Dataset excerpts:
***

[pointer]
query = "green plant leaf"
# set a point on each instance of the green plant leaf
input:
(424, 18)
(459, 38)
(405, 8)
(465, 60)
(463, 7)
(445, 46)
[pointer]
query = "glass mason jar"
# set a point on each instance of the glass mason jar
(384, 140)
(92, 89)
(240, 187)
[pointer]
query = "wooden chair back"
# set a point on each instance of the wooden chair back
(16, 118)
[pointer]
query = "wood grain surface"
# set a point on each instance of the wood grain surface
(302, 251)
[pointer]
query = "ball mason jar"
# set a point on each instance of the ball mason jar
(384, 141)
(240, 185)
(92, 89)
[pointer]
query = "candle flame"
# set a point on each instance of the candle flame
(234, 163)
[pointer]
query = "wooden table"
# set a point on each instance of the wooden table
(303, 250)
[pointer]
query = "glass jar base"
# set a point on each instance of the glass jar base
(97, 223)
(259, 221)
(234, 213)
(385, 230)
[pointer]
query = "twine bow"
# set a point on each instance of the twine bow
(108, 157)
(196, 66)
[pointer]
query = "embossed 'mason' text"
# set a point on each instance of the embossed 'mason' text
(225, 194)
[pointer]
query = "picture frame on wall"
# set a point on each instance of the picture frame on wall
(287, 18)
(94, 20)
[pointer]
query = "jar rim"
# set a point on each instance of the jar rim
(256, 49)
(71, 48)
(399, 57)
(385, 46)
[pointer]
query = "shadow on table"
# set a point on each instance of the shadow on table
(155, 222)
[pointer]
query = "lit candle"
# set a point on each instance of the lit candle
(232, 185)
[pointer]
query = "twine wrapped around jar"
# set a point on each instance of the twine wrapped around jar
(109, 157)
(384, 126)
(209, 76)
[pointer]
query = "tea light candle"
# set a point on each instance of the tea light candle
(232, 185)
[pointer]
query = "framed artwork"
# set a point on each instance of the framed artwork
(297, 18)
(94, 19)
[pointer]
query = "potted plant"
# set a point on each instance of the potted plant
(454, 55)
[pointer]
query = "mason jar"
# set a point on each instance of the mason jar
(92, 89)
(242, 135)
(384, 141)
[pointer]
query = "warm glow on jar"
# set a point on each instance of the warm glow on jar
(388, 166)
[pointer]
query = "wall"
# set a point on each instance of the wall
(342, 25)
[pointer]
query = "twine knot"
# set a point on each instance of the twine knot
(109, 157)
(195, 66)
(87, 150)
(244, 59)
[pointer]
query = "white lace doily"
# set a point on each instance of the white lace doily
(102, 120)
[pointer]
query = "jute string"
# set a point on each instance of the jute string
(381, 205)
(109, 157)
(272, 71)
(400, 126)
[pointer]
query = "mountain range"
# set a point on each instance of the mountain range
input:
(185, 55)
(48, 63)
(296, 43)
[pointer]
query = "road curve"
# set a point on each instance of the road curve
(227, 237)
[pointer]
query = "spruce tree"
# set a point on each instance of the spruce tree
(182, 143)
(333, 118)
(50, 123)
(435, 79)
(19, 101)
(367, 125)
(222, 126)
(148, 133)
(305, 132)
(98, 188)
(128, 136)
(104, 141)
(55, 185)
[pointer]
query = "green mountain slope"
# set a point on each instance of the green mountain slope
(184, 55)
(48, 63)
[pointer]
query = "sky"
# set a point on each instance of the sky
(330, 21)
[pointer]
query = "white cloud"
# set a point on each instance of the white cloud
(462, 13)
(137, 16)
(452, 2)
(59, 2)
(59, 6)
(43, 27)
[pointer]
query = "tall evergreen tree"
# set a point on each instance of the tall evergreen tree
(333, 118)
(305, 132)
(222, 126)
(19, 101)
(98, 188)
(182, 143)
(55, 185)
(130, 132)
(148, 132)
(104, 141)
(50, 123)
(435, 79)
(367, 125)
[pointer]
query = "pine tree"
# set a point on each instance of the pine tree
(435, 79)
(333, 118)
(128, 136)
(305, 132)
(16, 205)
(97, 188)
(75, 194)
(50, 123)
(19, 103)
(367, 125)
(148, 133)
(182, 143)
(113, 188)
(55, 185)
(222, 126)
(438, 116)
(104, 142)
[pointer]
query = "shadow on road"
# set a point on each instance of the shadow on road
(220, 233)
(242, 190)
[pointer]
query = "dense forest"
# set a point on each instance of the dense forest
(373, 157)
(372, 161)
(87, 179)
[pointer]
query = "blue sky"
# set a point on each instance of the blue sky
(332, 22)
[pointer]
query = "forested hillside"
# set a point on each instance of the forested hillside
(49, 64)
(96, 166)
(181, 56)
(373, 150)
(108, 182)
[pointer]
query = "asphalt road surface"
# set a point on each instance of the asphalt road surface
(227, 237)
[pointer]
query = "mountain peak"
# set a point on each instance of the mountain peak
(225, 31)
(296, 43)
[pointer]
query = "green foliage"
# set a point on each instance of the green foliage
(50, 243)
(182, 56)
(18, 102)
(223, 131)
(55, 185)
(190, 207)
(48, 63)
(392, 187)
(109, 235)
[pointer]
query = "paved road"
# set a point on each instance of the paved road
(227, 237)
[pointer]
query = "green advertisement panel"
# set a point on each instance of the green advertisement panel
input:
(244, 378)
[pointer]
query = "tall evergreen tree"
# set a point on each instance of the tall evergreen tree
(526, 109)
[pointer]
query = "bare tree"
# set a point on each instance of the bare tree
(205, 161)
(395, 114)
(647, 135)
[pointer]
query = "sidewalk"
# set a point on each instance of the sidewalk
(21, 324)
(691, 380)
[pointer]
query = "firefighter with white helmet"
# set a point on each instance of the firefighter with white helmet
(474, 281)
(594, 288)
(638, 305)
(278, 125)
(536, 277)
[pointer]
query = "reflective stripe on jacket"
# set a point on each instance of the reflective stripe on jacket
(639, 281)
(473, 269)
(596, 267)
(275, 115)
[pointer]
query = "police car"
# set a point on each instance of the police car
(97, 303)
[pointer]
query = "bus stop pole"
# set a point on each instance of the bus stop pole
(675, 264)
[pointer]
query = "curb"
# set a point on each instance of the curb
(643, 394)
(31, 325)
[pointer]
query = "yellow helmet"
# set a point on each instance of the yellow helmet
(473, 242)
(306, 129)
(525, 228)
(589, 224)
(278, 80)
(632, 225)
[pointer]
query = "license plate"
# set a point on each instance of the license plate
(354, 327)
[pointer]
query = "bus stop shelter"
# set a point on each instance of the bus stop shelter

***

### Problem description
Filter the entries above and return only the lines holding "shelter".

### Output for this task
query = "bus stop shelter"
# set a point on each instance of the bus stop shelter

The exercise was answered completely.